Pull out every line in the records below that contains the word "this".

* _SUPPLIED RECORDS_:
——

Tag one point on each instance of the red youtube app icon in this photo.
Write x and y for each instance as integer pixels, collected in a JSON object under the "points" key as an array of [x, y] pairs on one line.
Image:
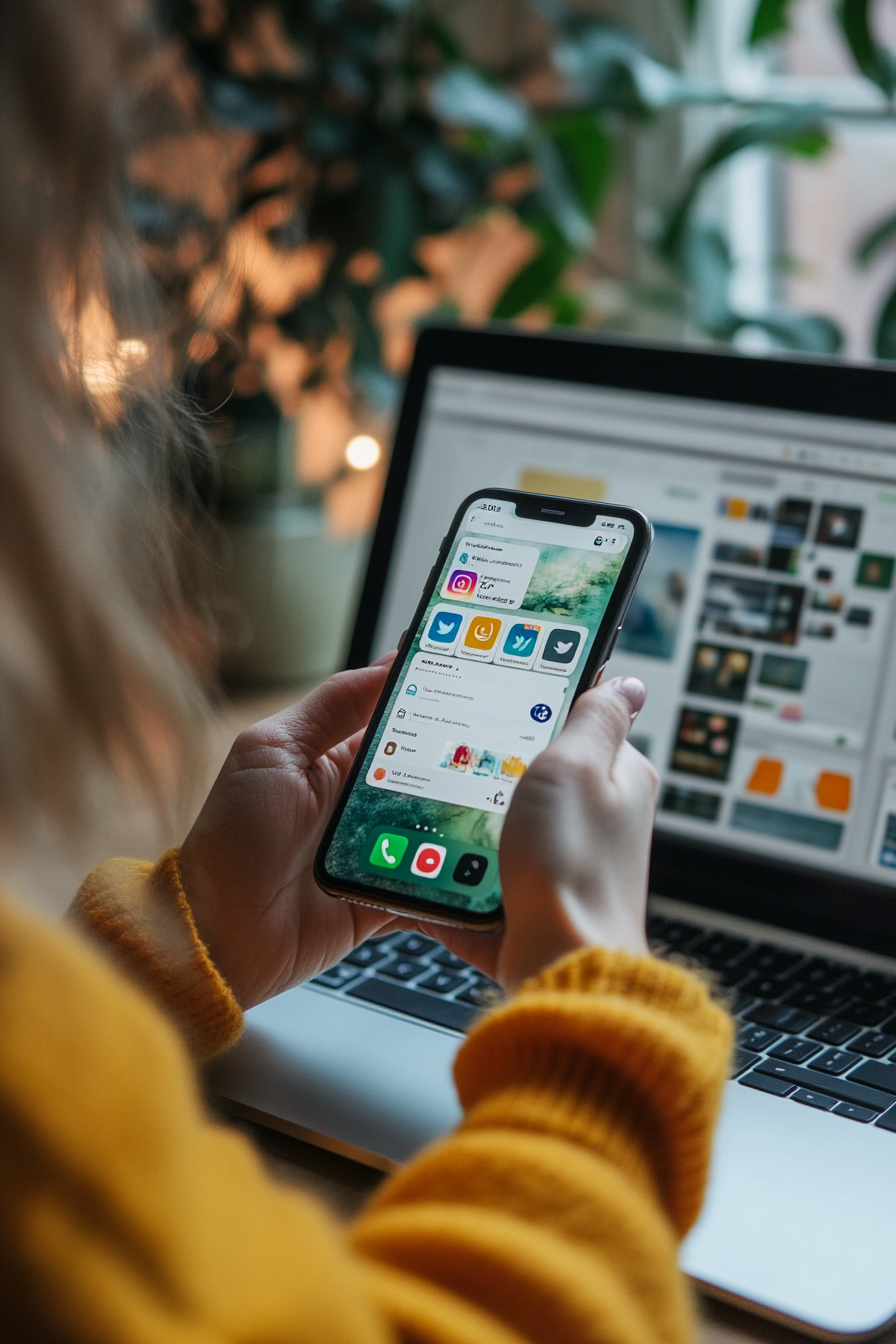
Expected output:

——

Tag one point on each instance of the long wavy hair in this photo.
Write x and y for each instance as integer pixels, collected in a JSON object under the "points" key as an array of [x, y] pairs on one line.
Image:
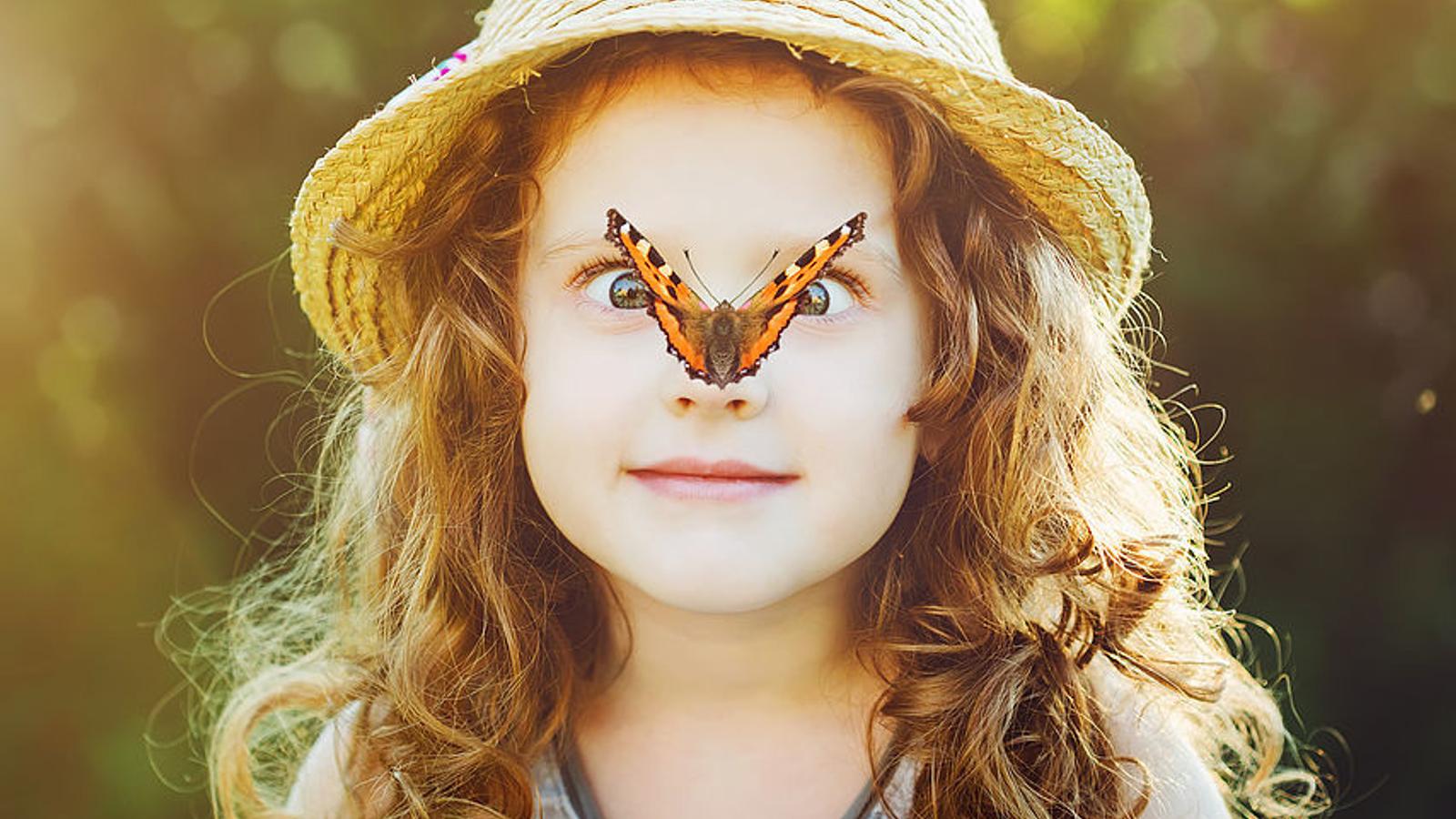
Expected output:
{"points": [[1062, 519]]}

——

* _EXERCISE SOLUTION_:
Tag one point on each instance of the red youtube app icon in this photo.
Tag one point on each instance of the long wavy hair in this photo.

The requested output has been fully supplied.